### [Goal of the exercise]
The records below must be copied in full, exactly as they read.

Point localization data
################
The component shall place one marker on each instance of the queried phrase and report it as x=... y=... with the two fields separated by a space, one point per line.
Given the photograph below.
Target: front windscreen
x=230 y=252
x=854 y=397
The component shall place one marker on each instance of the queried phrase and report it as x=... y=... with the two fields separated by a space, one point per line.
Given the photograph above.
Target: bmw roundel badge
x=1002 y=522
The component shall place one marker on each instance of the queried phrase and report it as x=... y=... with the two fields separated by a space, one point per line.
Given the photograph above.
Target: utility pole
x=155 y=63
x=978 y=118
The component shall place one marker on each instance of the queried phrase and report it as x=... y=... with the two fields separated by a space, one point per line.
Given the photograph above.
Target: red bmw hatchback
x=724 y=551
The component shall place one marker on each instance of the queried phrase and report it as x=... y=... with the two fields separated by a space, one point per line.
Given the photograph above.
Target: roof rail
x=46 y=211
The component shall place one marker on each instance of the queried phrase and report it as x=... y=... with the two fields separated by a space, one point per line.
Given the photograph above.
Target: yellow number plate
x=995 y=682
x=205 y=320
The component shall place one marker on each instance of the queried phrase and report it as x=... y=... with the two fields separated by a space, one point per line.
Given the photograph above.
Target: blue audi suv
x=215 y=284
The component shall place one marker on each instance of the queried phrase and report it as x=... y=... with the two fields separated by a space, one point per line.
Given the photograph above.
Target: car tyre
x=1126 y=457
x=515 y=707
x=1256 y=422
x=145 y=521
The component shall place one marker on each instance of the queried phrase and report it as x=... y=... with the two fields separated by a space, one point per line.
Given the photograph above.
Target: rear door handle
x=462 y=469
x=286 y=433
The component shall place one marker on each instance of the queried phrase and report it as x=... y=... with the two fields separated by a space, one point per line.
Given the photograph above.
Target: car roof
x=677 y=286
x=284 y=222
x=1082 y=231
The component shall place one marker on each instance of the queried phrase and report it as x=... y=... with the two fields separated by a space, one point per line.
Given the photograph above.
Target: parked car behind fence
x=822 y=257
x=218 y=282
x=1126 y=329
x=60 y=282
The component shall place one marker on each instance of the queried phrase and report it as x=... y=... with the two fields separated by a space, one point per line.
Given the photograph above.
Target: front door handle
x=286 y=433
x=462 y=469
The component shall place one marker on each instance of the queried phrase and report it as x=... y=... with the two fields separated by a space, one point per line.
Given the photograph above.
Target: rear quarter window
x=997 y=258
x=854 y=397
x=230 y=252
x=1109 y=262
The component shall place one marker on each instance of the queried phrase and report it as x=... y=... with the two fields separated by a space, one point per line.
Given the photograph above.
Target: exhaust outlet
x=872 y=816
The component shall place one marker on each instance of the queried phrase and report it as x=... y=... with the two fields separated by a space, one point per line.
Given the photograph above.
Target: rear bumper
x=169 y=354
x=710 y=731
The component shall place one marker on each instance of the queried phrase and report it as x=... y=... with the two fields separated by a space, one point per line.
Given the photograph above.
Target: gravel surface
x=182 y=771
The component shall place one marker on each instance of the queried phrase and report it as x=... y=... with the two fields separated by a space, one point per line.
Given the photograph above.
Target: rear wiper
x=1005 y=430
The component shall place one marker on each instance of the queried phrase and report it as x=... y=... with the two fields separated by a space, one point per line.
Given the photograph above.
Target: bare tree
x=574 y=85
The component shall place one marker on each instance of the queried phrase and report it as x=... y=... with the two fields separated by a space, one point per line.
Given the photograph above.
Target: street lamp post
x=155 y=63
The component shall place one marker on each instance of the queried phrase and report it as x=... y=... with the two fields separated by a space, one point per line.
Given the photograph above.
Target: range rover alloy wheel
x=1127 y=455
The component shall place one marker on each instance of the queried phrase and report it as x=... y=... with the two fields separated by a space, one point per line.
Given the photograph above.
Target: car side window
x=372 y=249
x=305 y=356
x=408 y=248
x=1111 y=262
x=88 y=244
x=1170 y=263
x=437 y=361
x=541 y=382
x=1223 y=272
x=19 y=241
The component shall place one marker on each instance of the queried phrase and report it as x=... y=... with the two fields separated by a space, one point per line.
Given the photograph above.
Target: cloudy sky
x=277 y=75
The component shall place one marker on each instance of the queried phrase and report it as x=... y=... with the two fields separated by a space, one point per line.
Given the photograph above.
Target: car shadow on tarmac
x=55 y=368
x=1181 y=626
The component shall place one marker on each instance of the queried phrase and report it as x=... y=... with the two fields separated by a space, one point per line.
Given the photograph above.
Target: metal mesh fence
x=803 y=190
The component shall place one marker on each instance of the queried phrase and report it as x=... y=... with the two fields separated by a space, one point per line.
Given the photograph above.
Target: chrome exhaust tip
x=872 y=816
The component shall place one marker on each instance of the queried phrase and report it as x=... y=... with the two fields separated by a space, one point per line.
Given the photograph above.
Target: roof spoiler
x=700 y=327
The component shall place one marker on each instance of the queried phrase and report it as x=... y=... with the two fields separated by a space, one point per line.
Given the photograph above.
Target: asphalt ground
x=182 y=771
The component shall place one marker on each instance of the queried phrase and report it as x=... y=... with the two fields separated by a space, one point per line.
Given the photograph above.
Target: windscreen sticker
################
### [Output below]
The component shall place one marker on each instance of the queried phrase and report it as x=... y=... with the two fields separated by a space, one point per line.
Given the photograph below.
Target: front windscreen
x=230 y=252
x=854 y=397
The component shall place one marker on each instance of the queried phrase and report it as x=... y=... with the two fields separated by a space, one point per line.
Given the photograph above.
Target: bmw roundel badge
x=1002 y=522
The component shall place one marker on each instance of the queried phrase and report it as x=... y=... with the two fields separated by a space, one point per line.
Given the photograph above.
Target: utility pole
x=155 y=63
x=978 y=118
The component shall place one marker on each instance of the queried phrase and report it as x=... y=... with the two fields separated by a space, one point per line.
Given the photograph above.
Target: red bmw hatchback
x=724 y=551
The component shall place one marker on each instance of the queried phrase and report it as x=... y=... with the two fields separated by a space, one point per line.
Given the photograph above.
Target: roof rail
x=46 y=211
The component shall place one marker on each instance of the queried phrase and report it as x=... y=... with the two fields separated by a space, one point per line.
Given the photograph above.
Target: yellow number plate
x=995 y=682
x=205 y=320
The component shall place one marker on each instance of the queried phrase and report it as x=... y=... with the two fields separated by a space, one point per line.
Given the photograph above.
Target: blue audi suv
x=215 y=284
The component shall place one marker on each instance of the queried phrase and report it as x=... y=... with the two fields separated by a space, one point per line.
Given the photograph above.
Target: car tyre
x=1126 y=457
x=515 y=707
x=1256 y=422
x=145 y=521
The component shall place one marker on each instance of the queried phrase and report it as x=... y=... with the two fields separated by a space, one point per line.
Given the photograph above.
Target: rear door handle
x=462 y=469
x=286 y=433
The component shall place one marker on each instance of the queried phrase and report it as x=... y=... with the two fields separated by a space, one point per line.
Given the photograph above.
Target: car roof
x=677 y=286
x=284 y=222
x=1082 y=231
The component shall place one marker on each instance of the queried phrase and report it as x=... y=... with the two fields separated by a space, one point per line.
Given the photograph above.
Target: parked car behind fence
x=822 y=257
x=218 y=282
x=1126 y=329
x=60 y=282
The component shall place one marker on each instance of the queried phrase and report it as x=... y=... with the two fields separated by a space, one point per line.
Given the photograph above.
Target: front door handle
x=286 y=433
x=462 y=469
The component shall place one marker on each instance of the queried phrase and report it as x=... y=... with the two fields separated by a space, one point per line.
Given the photograph above.
Target: rear quarter window
x=997 y=258
x=854 y=397
x=230 y=252
x=1109 y=262
The component shall place one marker on each instance of the queried phrase and report it as x=... y=... with the two fields separated by a space, one point per line.
Given the photograph above.
Target: exhaust outlet
x=872 y=816
The component shall place one marker on each instance of the queried phrase and report it as x=... y=... with the two fields separated by a space, one point per line.
Given the photograph above.
Target: rear bumper
x=169 y=354
x=710 y=731
The component shall place one marker on each instance of the queried phrase and report it as x=... y=... with the two fields separated by a space, one point per line.
Given the photograph above.
Target: gravel surface
x=182 y=771
The component shall place one marker on each instance of the queried phrase and report it as x=... y=... with the two fields separated by a space, one point per line.
Given the photograph above.
Target: rear wiper
x=1005 y=430
The component shall place one marker on each instance of the queried phrase and report it as x=... y=... with the two fields separated by a space, one point per line.
Given the photograph above.
Target: bare tree
x=574 y=85
The component shall place one marker on each instance of the queried phrase and report it as x=... y=... with the two fields separated by a space, one point per line.
Given the photograph above.
Target: street lamp post
x=155 y=63
The component shall place one marker on each instance of the queried phrase and report it as x=... y=... with the two fields separated by a space, one point per line.
Given the photograph above.
Target: range rover alloy wheel
x=1127 y=455
The component shall place one marker on each instance of the queried phrase and report it as x=... y=... with the two fields separated by a space, one point per line.
Given the photograph above.
Target: car side window
x=372 y=249
x=305 y=356
x=408 y=248
x=1111 y=262
x=88 y=244
x=1170 y=263
x=437 y=361
x=541 y=382
x=1223 y=272
x=19 y=241
The component shall place one marker on each instance of the queried phrase and report it as x=... y=... with the two fields separated by a space, one point per line.
Given the photograph above.
Target: cloudy sky
x=277 y=75
The component shall place one marker on each instance of the queried phrase and report it as x=... y=... with the two fields separated by a space, one point per line.
Given the photograph above.
Target: car shadow on tarmac
x=55 y=368
x=1181 y=626
The component shall place one marker on each instance of the queried phrase and report it as x=... y=... with the two fields separated by a space, one point per line.
Given the photograph above.
Target: metal mesh fence
x=803 y=190
The component shall place one marker on each instance of the queried phrase and report it as x=... y=... with the two fields separated by a space, one point per line.
Given the photograph above.
Target: chrome exhaust tip
x=872 y=816
The component shall place one marker on each instance of the queried phrase and report it as x=... y=... with the two fields separated by a space, one point per line.
Given the photograph above.
Target: roof spoiler
x=700 y=327
The component shall place one marker on each instance of the queried phrase and report it as x=... y=... with the two fields separated by a space, one point per line.
Given the photograph above.
Target: asphalt ground
x=182 y=771
The component shall place one marker on each instance of the queried phrase and report it as x=... y=... with the two fields separated by a space, one point per line.
Given the photograph above.
Target: windscreen sticker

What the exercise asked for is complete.